▶ [EXERCISE INSTRUCTIONS]: Pick out and copy every line below that contains the string "colon".

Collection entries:
----------
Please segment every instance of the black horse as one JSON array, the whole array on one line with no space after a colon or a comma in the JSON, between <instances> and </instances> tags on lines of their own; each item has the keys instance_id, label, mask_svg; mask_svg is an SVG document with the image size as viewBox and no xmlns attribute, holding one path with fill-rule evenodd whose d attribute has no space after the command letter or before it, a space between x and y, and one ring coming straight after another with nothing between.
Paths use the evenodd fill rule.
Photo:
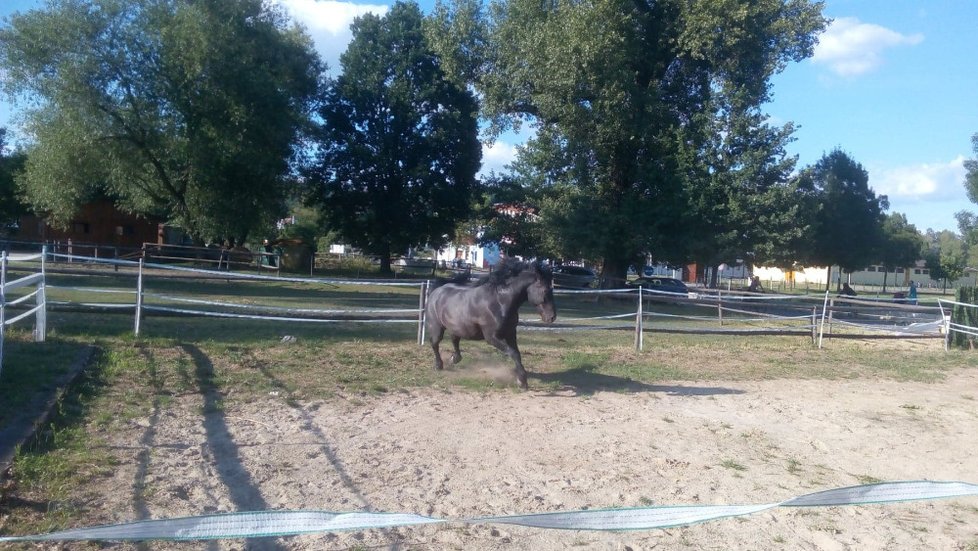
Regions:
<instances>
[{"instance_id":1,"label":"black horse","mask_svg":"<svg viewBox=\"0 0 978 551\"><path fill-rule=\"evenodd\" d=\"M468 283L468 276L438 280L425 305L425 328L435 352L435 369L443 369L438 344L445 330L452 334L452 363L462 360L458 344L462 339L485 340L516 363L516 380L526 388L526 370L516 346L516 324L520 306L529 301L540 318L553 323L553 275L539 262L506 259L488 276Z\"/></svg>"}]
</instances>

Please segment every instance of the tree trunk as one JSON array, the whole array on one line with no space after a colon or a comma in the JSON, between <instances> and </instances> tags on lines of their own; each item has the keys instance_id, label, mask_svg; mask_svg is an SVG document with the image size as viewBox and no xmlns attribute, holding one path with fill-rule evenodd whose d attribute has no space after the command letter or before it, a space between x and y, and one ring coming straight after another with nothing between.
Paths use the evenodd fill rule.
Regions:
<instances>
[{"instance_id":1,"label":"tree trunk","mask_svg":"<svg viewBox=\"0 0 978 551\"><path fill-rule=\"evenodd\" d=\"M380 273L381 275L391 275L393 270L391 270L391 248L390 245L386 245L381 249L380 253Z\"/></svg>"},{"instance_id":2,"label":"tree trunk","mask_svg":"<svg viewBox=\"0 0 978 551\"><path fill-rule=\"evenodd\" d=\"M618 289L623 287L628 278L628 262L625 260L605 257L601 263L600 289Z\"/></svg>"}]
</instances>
----------
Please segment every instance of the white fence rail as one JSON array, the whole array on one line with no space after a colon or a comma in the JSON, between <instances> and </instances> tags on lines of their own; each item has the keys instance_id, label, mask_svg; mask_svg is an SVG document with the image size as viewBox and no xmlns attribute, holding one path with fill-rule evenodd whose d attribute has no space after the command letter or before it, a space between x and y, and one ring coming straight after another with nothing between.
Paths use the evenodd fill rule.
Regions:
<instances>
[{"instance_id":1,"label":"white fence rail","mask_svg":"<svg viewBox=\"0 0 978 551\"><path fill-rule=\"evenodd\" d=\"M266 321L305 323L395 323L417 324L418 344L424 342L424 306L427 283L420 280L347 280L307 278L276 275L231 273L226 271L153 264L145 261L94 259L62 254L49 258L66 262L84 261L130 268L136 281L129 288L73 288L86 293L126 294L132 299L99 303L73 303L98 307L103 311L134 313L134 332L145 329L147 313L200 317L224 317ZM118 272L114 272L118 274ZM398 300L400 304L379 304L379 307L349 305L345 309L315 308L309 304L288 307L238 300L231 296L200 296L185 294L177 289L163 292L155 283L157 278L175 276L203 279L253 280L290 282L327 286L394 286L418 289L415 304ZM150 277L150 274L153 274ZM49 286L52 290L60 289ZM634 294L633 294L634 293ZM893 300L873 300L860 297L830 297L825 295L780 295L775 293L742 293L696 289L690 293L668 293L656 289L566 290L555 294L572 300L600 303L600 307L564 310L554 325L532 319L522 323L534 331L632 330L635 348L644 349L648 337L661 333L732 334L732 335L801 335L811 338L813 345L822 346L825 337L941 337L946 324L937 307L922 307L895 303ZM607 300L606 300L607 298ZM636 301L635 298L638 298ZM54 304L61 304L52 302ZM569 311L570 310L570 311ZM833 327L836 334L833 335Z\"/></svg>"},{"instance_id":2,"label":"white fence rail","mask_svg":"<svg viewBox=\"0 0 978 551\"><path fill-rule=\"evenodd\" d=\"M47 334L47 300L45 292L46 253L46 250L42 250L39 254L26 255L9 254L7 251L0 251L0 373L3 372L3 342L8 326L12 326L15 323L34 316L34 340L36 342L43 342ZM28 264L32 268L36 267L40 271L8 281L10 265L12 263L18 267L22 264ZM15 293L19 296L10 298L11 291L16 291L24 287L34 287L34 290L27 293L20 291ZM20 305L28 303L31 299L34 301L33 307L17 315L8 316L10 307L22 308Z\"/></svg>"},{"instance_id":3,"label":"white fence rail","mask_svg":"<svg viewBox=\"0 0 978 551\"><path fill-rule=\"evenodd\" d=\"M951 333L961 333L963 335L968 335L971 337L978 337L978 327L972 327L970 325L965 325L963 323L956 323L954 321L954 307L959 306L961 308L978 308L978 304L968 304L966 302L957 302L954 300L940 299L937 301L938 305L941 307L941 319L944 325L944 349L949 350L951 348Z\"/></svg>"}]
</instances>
----------
▶ [EXERCISE ANSWER]:
Please segment every instance of the black horse as one JSON array, the whole array on one line with no space after a colon or a comma in the JSON, between <instances> and </instances> tags on lines of their own; each item has the keys instance_id, label, mask_svg; mask_svg is an SVG document with the image size as viewBox and no xmlns attribute, holding one path with fill-rule evenodd whose d attribute has no space after the command letter or before it, a space between x and y, and one ring coming straight after another with nothing between.
Please segment every instance of the tree trunk as one JSON array, the whole array on one line with no space after a colon or a comma in the JSON, between <instances> and </instances> tags on lines of their own; each item has the keys instance_id, label, mask_svg; mask_svg is an SVG document with the image size as viewBox and no xmlns attribute, holding one path with fill-rule evenodd whose d attribute has no space after the command letter or before it, a space between x and y, and one ring coming straight after another with nothing between.
Please segment every instance of the white fence rail as one JSON array, the whole array on one line with no space after a colon or a comma in the JSON, between <instances> and </instances> tags on lines of their own; each item has the keys instance_id, label, mask_svg; mask_svg is an SVG document with the image size as viewBox and no xmlns attribute, holding one path with fill-rule evenodd whose d attribute has no space after the command letter or before it, a space between x and y, and one ring coming straight after another with nothing between.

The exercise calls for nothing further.